┌─ Text shown

Shacking up with the less insane faction, you’ve been given the role of a Runner, people who venture out into the dangerous city in order to complete odd jobs, set up traps, gather supplies, etc.

The first thing that you’ll notice about Dying Light is that the game is super easy on the eyes and, once you get used to the somewhat unique control scheme, it controls quite nicely. It takes a good hour before you get to the *ahem* meat of the game but, once you’ve been let loose on the city, Dying Light becomes a lot of fun.

It’s cheap as hell to simply compare a game to other games, but that’s probably the easiest way to get my thoughts across this early on. If you were to take the parkour of Mirror’s Edge, bolt on the crafting and post-apocalyptic setting of a game like The Last of Us, and pile all of that into a world that operates much like the Far Cry series, you’ll have a good idea of what to expect from Dying Light. And yes, I mean all of that in the best way possible.

There are lots of zombies to worry about in Dying Light and your best option is almost always to turn tail and run the hell away. The world is built with tremendous care, with loads of pathways, nooks and lots of verticality to take into account. Thankfully, the controls match this setting well. Before you know it, you’ll be sprinting through the city, leaping from rooftop to rooftop, climbing up telephone poles and grapping barely-in-reach ledges like a pro. Getting a good run going feels exhilarating, especially when you manage to make it from Point A to Point B without a zombie ever catching a glimpse of your fast-moving hide.



When the going gets tough, though, you do have a few tricks up your sleeve. You’ll have a few ways to distract zombies with items like firecrackers and, if you have to turn to blows, you’ll have all manner of melee objects to beat the pulp out of them with. You’ll also want to constantly scavenge on the go, picking up new weapons and objects that you can use to craft helpful items along the way.

└─
┌─ Information given

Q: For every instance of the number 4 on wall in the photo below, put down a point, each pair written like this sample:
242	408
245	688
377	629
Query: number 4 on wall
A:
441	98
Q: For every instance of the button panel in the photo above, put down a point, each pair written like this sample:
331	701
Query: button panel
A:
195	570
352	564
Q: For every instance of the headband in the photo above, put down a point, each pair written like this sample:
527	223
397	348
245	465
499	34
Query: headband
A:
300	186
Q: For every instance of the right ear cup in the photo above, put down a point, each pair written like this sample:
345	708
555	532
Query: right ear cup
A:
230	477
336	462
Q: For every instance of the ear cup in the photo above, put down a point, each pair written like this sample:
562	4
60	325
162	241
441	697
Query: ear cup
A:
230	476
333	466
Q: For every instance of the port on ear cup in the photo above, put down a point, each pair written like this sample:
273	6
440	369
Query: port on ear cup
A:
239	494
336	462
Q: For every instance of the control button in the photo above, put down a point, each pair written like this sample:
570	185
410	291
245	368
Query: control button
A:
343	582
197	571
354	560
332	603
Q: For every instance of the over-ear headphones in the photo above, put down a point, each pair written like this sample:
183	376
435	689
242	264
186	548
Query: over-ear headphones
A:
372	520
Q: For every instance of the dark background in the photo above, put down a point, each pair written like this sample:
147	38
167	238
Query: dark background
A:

└─
┌─ Information given

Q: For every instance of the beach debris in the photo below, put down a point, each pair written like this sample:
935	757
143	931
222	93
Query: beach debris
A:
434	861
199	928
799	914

└─
┌─ Information given

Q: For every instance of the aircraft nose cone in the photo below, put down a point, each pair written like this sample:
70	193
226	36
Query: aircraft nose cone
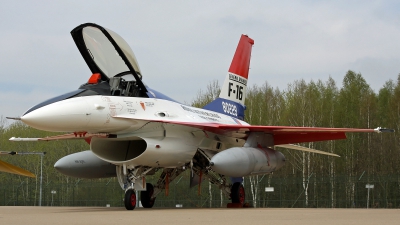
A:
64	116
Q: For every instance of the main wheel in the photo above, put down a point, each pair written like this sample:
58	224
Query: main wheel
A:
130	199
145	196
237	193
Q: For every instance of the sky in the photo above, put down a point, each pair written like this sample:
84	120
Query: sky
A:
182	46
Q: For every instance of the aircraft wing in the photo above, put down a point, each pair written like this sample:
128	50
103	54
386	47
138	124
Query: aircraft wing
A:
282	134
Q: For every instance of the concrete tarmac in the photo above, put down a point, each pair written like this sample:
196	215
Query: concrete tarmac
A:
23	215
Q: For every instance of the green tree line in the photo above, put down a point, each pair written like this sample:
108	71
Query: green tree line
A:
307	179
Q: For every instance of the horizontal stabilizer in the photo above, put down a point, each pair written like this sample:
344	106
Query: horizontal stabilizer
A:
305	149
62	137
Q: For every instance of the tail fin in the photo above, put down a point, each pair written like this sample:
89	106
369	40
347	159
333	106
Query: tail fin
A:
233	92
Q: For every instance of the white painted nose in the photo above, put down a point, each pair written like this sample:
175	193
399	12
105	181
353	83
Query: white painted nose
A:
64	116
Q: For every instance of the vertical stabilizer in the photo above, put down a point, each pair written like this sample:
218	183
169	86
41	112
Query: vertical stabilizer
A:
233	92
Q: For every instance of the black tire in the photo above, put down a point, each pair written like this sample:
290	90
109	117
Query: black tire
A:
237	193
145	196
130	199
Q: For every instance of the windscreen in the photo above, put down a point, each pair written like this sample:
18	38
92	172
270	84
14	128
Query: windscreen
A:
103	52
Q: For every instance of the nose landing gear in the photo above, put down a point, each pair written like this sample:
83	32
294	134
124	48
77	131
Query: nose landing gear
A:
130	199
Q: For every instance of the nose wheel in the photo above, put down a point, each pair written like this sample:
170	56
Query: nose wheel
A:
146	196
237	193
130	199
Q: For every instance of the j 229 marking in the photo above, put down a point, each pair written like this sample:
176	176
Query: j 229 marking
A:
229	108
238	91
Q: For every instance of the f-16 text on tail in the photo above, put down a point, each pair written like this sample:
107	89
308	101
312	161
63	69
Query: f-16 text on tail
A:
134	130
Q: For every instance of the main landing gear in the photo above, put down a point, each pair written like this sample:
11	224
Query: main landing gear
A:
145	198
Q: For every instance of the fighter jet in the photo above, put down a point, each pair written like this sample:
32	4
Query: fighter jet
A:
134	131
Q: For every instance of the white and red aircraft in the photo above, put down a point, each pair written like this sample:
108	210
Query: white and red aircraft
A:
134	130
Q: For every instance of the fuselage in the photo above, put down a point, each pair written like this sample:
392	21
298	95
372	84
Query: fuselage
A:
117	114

└─

Your tasks.
1/ In the Dying Light review, how long does it take before you reach the meat of the game?
2/ Reproduce word for word the passage of the Dying Light review starting with "There are lots" and going on through "your fast-moving hide.".

Solutions by task.
1/ A good hour.

2/
There are lots of zombies to worry about in Dying Light and your best option is almost always to turn tail and run the hell away. The world is built with tremendous care, with loads of pathways, nooks and lots of verticality to take into account. Thankfully, the controls match this setting well. Before you know it, you’ll be sprinting through the city, leaping from rooftop to rooftop, climbing up telephone poles and grapping barely-in-reach ledges like a pro. Getting a good run going feels exhilarating, especially when you manage to make it from Point A to Point B without a zombie ever catching a glimpse of your fast-moving hide.